Daher wird es kaum verwundern, dass die Wurzeln meiner Angst vor dem Aufbruch ins Unvertraute in den Geschichten von Halvor und Thomas zu suchen sind, die zu Legenden verschmelzen und dann, vor allem in der kindlichen Fantasie, zu einem Ursprungsmythos von verzweifelter Desorientiertheit inmitten eines Ozeans ohne feste Wege werden; zu einer Urangst, einsam vom Meer verschlungen zu werden.

Die beste Methode, diese Geister auszutreiben, besteht wohl darin zu ergründen, was der Paquet tatsächlich widerfahren war; wo sie gesunken ist und aus welchem Grund; und vielleicht sogar ihr Wrack zu finden. Wir haben immer noch Verwandte in Norwegen, die unter Umständen etwas Näheres über die Ereignisse von damals wissen – obwohl das Verschwinden des Schiffes nun schon weit mehr als ein Jahrhundert zurückliegt.

Ich besitze einen Sextanten, den meine Mutter mir – mög­licherweise, um meiner Großmutter eins auszuwischen – zum Collegeabschluss geschenkt hat. Also fasse ich den Entschluss, dass ein Selbstversuch Teil meines Bemühens sein soll, mich von meinen Dämonen zu befreien: Ich werde die Reise nachstellen, die Halvor regelmäßig als Kapitän eines Lastenseglers unternommen hat. Ich werde aufs Meer hinaussegeln, vielleicht von Cape Cod nach Maine – zur Isle au Haut möglicherweise oder nach Mount ­Desert Island. Und ich werde dabei nur die Hilfsmittel verwenden, die auch Halvor gehabt hat: Kompass, Seekarte und Sextant.

Vorliegende Auflistung:
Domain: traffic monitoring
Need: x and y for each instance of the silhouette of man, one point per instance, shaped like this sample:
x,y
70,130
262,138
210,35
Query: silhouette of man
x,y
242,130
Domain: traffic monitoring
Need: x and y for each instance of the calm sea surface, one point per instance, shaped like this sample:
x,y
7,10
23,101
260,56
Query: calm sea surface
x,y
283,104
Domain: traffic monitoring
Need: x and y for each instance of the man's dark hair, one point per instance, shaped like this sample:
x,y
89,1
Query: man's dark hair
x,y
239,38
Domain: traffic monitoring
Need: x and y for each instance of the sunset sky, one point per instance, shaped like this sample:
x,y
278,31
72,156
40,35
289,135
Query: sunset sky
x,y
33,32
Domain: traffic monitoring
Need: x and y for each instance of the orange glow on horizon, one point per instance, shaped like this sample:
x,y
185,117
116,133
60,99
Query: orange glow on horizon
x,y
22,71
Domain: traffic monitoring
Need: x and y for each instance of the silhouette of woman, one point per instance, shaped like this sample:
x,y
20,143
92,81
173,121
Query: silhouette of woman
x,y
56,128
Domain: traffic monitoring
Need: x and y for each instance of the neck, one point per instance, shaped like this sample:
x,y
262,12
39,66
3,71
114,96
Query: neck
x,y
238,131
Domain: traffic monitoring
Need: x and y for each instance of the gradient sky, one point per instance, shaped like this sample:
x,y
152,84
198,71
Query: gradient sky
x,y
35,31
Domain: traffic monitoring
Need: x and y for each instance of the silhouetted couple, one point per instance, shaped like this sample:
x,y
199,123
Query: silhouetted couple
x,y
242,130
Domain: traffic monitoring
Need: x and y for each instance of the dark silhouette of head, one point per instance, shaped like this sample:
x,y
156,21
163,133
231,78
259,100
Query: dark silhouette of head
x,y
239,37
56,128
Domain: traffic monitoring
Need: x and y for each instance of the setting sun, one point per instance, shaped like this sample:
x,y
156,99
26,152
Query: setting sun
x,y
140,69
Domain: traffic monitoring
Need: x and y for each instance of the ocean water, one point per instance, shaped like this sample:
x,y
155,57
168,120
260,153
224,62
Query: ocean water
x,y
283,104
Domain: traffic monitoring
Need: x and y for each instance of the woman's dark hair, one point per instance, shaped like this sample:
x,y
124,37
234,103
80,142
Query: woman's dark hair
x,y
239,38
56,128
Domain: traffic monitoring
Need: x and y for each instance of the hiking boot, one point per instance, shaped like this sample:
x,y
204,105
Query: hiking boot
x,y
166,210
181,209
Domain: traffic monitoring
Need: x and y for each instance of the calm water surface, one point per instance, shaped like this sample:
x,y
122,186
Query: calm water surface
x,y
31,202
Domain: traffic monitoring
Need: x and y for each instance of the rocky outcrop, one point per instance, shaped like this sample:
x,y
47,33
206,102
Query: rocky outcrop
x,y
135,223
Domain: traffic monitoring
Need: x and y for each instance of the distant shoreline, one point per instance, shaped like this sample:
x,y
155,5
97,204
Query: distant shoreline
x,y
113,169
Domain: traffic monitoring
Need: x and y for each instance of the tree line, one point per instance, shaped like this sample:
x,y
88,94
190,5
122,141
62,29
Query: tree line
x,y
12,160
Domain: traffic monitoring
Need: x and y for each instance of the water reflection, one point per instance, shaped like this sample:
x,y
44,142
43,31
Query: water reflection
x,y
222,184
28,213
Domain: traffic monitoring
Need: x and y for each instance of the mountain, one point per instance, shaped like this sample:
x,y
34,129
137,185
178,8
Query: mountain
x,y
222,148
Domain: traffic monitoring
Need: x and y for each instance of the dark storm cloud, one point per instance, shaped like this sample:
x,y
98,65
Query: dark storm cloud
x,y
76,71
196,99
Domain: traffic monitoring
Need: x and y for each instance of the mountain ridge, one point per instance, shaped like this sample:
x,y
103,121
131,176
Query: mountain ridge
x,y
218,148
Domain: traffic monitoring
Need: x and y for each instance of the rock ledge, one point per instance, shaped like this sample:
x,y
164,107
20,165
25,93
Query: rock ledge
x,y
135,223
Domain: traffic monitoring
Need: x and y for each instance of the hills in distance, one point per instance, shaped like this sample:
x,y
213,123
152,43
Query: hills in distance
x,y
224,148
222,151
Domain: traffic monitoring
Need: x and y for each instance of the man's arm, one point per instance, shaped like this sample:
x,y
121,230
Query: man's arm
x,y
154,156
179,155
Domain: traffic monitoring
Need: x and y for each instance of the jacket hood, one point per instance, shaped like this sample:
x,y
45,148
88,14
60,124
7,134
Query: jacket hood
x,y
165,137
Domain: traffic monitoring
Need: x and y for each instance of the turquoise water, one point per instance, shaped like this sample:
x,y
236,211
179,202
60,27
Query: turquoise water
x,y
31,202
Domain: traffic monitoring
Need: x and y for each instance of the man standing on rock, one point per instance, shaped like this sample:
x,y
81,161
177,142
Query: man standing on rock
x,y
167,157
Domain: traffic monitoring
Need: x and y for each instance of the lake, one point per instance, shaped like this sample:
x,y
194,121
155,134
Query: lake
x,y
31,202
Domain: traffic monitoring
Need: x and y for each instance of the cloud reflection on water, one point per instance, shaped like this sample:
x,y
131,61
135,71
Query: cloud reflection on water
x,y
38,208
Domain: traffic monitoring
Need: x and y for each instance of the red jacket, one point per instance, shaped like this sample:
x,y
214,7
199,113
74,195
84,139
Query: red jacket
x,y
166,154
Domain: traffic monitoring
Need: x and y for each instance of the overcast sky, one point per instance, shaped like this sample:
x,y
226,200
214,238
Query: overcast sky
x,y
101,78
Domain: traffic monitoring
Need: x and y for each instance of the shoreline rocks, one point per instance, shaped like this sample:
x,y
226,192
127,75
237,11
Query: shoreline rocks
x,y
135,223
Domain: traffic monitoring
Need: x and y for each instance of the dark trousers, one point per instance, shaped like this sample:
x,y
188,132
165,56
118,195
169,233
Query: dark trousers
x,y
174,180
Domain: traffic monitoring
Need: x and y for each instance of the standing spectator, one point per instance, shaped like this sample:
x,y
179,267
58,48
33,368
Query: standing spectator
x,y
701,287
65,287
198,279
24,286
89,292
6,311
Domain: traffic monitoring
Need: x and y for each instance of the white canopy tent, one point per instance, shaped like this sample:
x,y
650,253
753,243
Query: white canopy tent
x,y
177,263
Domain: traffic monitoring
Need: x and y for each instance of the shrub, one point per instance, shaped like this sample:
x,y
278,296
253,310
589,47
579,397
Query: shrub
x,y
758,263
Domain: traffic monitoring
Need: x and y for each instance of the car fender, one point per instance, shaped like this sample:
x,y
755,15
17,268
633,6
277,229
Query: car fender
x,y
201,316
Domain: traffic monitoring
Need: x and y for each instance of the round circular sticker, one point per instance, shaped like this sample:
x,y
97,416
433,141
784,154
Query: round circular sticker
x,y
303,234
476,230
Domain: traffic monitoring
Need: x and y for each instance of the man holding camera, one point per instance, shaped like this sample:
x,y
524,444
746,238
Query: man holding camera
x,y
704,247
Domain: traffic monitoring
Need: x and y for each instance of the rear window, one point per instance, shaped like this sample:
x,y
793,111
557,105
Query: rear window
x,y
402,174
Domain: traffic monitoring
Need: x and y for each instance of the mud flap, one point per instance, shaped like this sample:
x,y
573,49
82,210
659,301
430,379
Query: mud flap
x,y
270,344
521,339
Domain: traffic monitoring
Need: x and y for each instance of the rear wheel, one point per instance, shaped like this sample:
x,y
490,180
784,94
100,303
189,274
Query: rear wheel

Arbeitsauftrag: Führe den Text über die Angst vor dem Meer und die geplante Segelreise im Anschluss an seinen letzten Satz weiter.

Antwort:
Mir steht zwar kein Hunderttonnen-Küstenfahrer aus Holz zur Verfügung, aber ich verfüge über ein Segelboot, das als Versuchsschiff herhalten soll.

Am darauffolgenden Nachmittag rudere ich zu meinem Segelboot. Es liegt in North Bay vertäut, knapp eine Meile von dem nächsten Bootsliegeplatz in meinem Heimatort entfernt. Das ist eine recht lange Strecke, wenn man sie in einem einfachen Ruderboot zurücklegt, doch das stört mich nicht. Es ist einer jener frühen Herbsttage in New England, an denen eine gewisse Spannung in der Luft liegt, wenn sich einerseits das Herz erwärmt angesichts der warmen Palette der Farben, in denen die Salzwiesen und die Wälder schillern, andererseits jedoch ein leise aufkommendes Kältegefühl, die kürzer werdenden Stunden des Lichts und die verhältnismäßig kleine Anzahl der ringsumher noch festgemachten Boote bereits daran gemahnen, dass der Winter vor der Tür steht und alles Lebende nun gut daran täte, sich von der faulen Haut zu erheben, wenn es die Härten der nahenden Jahreszeit gut überstehen will. Gelbschwänze und Fischadler sind bereits aus den Salzwiesen verschwunden, und pfeilspitzenförmige Formationen von Wildgänsen stoßen ihre Schreie aus, während sie hoch droben ­vorüberziehen – noch nicht gezielt gen Süden hin.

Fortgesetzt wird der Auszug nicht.